YOUR ASSIGNMENT ->
Please repeat the lines below, exactly and only, from the one that holds "Target: forest on slope" through the one that holds "Target: thin wispy cloud".

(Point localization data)
· · · · ·

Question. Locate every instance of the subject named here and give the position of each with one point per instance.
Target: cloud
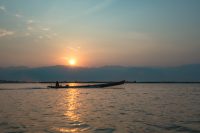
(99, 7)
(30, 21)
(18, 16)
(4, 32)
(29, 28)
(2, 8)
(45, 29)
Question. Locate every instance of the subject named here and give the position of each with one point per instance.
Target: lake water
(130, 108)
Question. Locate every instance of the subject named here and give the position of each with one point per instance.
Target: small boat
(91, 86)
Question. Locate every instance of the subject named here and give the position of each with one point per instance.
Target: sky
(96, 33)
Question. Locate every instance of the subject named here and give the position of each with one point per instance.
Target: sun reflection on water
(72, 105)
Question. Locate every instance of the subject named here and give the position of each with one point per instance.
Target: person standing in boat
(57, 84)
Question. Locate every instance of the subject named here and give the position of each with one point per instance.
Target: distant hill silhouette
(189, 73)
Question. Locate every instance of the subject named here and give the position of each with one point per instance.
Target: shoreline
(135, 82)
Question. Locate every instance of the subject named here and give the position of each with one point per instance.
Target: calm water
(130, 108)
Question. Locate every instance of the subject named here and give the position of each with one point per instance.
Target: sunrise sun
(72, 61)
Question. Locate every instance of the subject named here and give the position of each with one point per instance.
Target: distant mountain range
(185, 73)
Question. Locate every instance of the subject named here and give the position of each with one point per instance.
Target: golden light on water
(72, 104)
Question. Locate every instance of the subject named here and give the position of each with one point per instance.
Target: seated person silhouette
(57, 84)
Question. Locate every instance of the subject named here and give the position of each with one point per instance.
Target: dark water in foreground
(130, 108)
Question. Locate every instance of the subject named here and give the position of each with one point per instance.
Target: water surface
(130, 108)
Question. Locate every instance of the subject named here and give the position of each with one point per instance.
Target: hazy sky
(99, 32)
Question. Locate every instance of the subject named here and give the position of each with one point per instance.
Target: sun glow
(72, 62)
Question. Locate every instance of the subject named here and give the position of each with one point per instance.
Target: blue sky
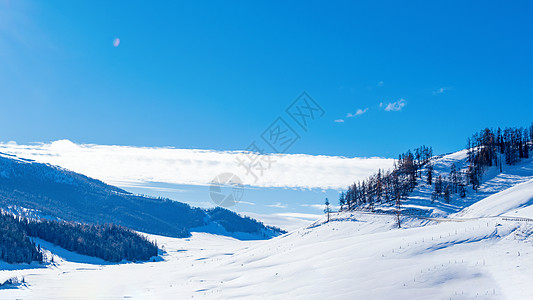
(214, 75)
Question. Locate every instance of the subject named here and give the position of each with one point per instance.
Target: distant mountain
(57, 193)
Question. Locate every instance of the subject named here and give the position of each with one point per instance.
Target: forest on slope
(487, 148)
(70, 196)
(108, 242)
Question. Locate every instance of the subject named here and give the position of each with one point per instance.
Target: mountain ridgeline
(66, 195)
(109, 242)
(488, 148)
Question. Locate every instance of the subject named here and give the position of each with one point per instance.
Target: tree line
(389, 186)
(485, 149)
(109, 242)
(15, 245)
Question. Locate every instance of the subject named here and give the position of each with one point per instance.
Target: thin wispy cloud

· · · · ·

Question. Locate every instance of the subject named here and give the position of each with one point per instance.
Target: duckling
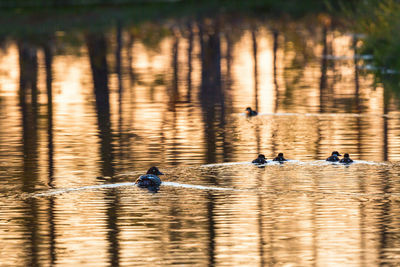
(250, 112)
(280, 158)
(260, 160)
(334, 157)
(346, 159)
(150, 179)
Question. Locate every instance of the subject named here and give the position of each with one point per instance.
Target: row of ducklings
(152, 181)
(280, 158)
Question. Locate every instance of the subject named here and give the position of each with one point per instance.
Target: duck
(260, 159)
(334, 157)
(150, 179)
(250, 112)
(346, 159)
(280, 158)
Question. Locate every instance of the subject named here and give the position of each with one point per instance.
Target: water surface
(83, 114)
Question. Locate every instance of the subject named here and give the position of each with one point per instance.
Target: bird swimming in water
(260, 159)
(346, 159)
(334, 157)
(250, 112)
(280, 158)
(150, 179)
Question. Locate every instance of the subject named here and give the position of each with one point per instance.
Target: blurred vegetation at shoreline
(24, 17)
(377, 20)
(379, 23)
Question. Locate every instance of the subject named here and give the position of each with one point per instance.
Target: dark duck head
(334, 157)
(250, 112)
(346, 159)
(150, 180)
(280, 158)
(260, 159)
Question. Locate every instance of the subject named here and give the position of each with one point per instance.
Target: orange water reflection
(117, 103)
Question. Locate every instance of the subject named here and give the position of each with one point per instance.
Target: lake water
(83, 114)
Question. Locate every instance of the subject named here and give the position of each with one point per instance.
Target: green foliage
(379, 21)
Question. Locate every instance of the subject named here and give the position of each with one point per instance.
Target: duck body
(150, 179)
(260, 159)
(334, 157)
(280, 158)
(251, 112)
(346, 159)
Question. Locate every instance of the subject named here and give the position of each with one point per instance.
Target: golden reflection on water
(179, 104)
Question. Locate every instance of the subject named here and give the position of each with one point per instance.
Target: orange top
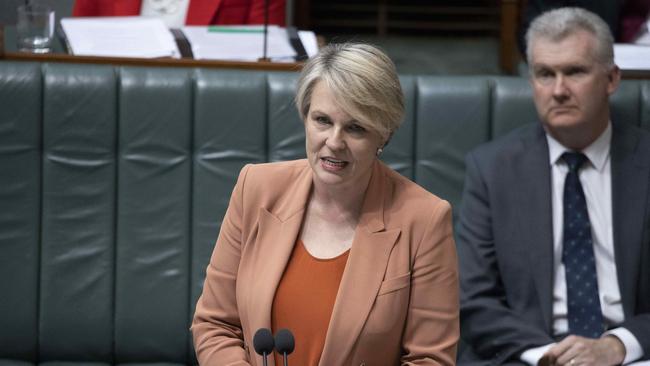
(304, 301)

· · · · ·

ANSWER SPACE ->
Target: forest on slope
(487, 148)
(70, 196)
(108, 242)
Question. Locate every instance of the subject named here and give the position of each with one point per instance.
Target: mountain ridgeline
(66, 195)
(109, 242)
(488, 148)
Question. Locate every instance of the subject named here and give the position of each with one point per instance.
Target: tree line
(389, 186)
(485, 149)
(109, 242)
(15, 245)
Question. Locate every instance of the subject named here and give the position of each with one point per instance.
Target: thin wispy cloud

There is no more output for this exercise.